▶ _Extracted data_
• • • • • • •

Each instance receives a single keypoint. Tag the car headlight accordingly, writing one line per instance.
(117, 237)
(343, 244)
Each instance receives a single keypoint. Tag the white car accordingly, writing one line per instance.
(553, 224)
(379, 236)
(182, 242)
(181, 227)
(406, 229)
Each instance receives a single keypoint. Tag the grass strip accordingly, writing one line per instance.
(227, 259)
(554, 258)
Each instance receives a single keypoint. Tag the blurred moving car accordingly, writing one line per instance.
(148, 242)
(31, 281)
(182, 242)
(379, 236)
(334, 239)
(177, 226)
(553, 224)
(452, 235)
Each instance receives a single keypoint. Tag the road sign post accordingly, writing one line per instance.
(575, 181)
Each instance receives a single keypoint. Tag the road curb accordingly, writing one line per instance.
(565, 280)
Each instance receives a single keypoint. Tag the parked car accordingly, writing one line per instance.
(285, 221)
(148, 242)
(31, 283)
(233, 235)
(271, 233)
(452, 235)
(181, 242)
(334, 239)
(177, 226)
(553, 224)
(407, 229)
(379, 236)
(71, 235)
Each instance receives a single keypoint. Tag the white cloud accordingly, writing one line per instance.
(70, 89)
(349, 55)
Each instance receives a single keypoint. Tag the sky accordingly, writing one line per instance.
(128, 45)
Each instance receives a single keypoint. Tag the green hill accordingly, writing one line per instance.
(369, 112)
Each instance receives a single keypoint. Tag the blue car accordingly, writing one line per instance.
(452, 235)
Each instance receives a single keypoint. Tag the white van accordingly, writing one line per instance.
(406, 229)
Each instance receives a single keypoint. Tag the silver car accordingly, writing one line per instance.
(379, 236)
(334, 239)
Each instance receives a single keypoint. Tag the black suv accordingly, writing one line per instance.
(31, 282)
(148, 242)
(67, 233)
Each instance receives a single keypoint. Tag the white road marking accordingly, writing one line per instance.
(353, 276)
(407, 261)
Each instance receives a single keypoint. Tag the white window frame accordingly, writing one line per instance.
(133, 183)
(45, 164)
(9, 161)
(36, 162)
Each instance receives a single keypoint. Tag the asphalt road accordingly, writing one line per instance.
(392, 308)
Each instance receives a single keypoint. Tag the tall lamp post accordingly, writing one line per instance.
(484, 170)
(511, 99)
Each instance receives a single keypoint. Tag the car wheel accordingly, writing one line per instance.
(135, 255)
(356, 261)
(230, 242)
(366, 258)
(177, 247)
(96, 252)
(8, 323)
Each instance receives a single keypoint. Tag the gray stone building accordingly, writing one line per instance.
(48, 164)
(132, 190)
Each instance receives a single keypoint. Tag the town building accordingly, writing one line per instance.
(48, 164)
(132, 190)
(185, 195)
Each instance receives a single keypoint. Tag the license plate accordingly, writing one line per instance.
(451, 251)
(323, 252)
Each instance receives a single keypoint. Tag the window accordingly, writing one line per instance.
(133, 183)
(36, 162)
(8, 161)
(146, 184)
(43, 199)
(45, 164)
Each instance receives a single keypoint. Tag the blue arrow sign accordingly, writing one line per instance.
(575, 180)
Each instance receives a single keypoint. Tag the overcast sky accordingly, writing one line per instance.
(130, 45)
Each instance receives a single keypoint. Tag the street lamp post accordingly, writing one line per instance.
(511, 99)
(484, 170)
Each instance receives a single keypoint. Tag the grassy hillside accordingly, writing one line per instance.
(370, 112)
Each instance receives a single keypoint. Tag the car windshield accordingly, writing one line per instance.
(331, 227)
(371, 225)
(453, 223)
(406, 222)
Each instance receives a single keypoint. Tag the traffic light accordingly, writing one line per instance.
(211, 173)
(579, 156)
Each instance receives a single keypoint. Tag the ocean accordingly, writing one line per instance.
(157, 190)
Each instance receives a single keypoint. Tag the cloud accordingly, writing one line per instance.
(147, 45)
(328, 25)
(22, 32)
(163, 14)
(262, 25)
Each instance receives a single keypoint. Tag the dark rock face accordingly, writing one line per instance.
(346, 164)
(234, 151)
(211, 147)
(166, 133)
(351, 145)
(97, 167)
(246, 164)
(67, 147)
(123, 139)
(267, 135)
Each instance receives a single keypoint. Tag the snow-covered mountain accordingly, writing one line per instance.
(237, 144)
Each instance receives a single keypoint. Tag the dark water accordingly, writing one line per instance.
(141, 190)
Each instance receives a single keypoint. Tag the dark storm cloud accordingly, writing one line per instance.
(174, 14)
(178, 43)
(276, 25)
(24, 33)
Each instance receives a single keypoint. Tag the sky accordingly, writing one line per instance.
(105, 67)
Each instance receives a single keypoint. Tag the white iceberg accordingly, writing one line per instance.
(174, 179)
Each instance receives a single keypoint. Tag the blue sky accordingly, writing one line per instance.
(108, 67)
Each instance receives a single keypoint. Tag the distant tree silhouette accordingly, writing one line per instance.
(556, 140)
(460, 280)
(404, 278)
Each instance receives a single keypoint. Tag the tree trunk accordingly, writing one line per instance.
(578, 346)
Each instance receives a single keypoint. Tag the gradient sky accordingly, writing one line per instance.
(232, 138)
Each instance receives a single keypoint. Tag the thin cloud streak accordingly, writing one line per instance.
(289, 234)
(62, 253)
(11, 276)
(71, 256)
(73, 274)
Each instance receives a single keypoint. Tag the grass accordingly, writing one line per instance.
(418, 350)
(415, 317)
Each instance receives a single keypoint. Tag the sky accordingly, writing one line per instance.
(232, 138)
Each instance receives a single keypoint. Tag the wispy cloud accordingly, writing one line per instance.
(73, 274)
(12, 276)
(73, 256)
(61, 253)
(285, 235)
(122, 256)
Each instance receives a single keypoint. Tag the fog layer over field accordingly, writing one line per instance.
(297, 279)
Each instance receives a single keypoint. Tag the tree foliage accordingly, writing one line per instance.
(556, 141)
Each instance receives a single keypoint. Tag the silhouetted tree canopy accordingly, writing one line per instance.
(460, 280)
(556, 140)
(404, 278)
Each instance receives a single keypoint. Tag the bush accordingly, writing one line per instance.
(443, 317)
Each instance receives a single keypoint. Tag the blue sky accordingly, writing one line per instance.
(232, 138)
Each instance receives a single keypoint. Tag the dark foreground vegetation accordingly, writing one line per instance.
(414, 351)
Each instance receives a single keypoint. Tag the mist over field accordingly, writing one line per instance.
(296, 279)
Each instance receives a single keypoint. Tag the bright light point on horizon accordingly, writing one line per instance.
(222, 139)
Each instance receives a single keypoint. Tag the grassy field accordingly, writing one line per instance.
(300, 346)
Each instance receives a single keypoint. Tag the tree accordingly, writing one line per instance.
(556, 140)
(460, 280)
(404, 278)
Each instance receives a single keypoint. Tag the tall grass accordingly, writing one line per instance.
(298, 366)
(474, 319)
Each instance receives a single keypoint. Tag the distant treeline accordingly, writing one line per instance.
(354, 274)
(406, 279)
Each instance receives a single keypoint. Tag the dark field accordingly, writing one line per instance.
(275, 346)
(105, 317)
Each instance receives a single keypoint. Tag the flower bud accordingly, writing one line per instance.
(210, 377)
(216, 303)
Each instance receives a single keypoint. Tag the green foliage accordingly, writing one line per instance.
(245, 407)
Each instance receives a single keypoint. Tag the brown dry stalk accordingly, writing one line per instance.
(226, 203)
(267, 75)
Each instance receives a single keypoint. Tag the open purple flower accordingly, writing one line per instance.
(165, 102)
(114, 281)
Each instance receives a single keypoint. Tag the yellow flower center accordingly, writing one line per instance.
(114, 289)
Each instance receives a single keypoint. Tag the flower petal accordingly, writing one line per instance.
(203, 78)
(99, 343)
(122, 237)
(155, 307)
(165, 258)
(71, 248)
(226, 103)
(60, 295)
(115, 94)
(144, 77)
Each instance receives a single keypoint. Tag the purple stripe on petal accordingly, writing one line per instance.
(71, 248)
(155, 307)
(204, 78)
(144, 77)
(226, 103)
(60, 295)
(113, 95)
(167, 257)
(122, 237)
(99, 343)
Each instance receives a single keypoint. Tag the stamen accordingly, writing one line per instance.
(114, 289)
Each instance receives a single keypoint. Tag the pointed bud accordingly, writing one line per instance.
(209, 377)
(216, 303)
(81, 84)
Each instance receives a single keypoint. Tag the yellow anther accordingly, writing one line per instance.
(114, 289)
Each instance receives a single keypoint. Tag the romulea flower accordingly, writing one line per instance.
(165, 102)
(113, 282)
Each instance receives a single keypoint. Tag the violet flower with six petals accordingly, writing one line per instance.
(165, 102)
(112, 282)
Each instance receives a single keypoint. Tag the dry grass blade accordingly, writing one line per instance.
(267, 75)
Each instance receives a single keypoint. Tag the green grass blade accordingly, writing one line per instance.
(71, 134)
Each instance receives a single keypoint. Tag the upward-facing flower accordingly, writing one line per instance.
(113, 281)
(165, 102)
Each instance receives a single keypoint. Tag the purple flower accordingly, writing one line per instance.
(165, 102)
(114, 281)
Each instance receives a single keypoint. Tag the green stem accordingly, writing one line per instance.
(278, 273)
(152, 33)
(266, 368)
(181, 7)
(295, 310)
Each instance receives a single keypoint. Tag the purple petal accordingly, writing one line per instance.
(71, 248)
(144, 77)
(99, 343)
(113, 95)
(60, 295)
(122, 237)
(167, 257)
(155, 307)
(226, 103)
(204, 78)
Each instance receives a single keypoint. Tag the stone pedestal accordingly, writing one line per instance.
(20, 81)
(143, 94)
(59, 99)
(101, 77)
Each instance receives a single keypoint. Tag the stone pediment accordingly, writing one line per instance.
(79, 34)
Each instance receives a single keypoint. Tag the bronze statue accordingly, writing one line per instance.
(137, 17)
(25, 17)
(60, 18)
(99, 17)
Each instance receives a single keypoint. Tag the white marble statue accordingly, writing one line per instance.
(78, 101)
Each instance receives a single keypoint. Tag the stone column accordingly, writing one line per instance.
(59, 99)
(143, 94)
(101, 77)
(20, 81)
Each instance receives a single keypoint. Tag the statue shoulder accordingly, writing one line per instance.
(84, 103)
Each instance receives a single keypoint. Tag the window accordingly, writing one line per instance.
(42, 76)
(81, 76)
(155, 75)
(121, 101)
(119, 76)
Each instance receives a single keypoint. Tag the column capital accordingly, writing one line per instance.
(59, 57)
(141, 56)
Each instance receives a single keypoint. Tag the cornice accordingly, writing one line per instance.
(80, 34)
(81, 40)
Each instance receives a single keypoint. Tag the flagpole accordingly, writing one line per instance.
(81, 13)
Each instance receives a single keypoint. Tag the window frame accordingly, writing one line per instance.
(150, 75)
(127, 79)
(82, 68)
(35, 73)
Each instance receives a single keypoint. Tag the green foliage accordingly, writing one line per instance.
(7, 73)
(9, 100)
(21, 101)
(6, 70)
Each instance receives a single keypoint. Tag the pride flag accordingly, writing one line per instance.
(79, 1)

• • • • • • •

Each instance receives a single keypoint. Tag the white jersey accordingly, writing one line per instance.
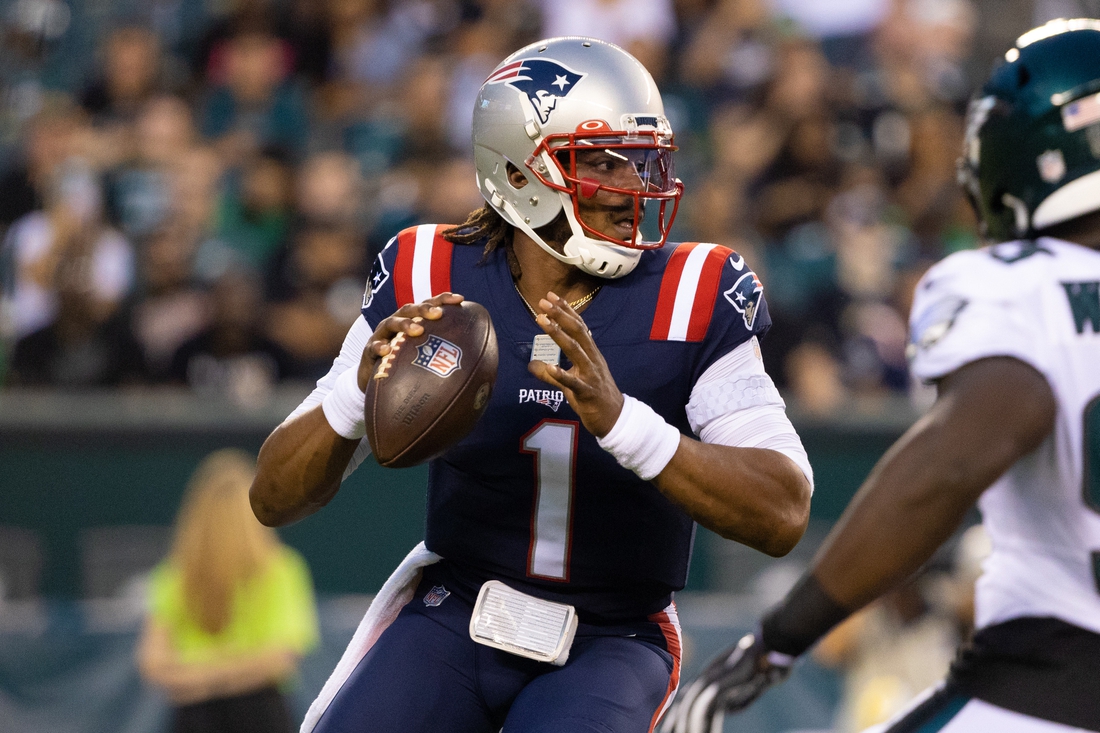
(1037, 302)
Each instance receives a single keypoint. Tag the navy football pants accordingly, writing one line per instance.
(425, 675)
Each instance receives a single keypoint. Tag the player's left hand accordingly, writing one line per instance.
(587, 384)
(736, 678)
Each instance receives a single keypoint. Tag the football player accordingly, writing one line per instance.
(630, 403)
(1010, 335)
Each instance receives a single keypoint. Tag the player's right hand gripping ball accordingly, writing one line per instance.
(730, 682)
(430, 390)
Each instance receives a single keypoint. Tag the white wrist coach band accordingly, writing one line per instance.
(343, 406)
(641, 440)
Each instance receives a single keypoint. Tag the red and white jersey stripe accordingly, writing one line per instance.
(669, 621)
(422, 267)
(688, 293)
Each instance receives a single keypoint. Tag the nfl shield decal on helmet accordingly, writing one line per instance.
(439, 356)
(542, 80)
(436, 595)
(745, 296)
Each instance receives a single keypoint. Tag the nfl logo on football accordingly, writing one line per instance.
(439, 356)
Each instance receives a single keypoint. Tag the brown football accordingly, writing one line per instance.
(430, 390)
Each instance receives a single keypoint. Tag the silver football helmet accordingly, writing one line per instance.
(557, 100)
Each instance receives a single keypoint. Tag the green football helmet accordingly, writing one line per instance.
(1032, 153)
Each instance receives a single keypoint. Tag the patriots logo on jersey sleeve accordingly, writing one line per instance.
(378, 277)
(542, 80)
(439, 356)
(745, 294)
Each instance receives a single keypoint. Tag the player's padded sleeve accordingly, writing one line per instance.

• • • • • • •

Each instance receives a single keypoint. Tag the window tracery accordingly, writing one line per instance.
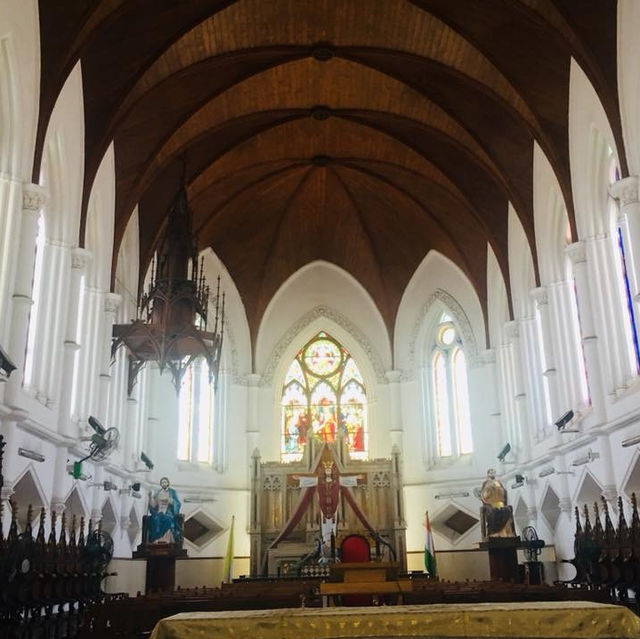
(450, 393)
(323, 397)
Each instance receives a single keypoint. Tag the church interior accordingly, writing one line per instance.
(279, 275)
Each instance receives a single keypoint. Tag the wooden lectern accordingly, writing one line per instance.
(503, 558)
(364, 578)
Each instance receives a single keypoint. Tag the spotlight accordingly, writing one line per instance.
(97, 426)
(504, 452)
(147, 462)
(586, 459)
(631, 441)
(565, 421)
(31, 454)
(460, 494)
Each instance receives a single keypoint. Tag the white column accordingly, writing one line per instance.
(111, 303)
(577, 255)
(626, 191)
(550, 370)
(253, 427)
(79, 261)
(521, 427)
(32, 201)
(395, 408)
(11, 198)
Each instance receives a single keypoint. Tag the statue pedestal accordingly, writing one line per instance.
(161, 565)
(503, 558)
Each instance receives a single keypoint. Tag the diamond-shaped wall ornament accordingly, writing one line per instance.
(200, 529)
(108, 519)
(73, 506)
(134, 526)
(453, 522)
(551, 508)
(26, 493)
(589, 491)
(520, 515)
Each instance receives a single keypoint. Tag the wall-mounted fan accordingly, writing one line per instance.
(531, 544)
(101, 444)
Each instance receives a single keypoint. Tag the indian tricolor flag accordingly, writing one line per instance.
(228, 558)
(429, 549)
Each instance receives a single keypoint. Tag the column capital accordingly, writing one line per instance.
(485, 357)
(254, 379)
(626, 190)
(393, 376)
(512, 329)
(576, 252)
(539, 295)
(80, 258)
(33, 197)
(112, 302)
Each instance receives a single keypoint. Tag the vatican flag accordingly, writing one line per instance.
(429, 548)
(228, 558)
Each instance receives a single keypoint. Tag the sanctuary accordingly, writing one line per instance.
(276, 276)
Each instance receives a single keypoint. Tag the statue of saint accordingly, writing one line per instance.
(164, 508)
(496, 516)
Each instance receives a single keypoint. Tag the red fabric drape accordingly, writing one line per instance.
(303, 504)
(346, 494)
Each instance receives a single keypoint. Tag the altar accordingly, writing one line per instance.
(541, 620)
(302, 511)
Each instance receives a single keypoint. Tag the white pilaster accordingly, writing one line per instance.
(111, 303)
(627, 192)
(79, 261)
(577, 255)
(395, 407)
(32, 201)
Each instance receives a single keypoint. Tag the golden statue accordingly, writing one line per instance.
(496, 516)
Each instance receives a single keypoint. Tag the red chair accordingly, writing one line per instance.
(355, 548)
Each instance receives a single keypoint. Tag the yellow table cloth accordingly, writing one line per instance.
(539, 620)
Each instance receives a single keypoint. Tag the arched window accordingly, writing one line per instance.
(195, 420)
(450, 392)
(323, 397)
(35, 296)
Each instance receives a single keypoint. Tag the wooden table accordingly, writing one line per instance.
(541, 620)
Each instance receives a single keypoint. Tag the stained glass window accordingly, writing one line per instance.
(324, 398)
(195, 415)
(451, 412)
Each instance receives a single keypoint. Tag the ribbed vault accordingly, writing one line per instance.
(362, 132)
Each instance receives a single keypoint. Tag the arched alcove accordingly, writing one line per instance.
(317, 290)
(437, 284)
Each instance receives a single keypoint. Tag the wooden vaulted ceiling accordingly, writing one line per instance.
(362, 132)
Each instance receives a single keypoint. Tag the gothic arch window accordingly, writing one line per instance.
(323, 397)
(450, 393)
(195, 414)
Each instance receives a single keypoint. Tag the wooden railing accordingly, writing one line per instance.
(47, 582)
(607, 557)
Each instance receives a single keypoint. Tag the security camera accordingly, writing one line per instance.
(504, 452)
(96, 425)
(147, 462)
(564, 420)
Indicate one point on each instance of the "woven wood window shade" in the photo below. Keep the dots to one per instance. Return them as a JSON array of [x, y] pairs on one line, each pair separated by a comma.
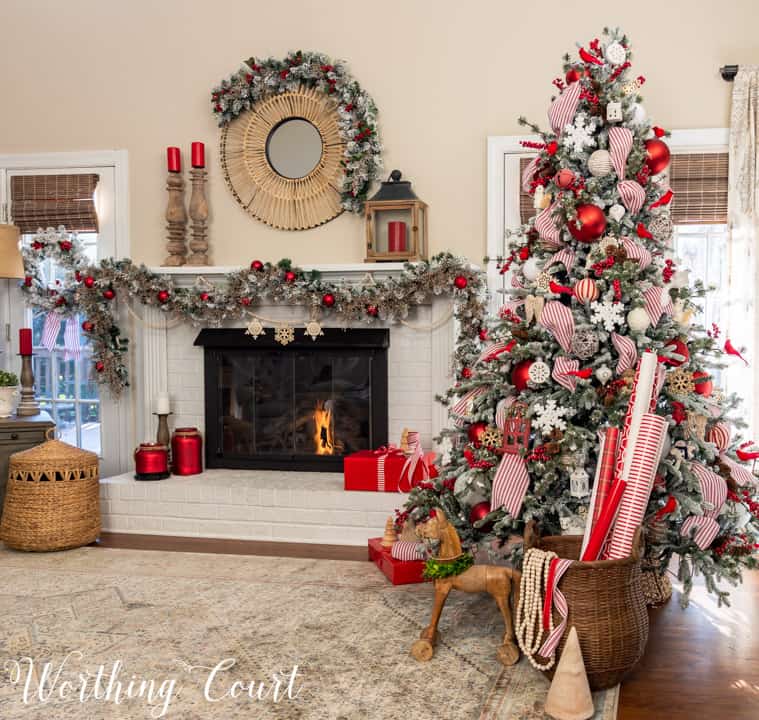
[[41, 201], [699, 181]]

• • • • • • •

▶ _Short problem_
Please rewrite the lines between the one holding "Each instance receives a single keypoint. Tag the security" and the one holding "[[41, 201], [699, 181]]", inclusive, with "security camera" replaced by "surveillance camera" and nothing else changed. Leave the pictures out of your answer.

▶ _Written answer_
Each instance receives a single keypoint. Tag the surveillance camera accordingly, writing one line per instance.
(504, 452)
(96, 425)
(147, 462)
(564, 420)
Indicate one point on each instance of the "woven wood window shade" in the photo below. Keep the dots to one per instance. Return them as a JSON array of [x, y] pairs on one line, each pair separated by a comma.
[[41, 201], [699, 181]]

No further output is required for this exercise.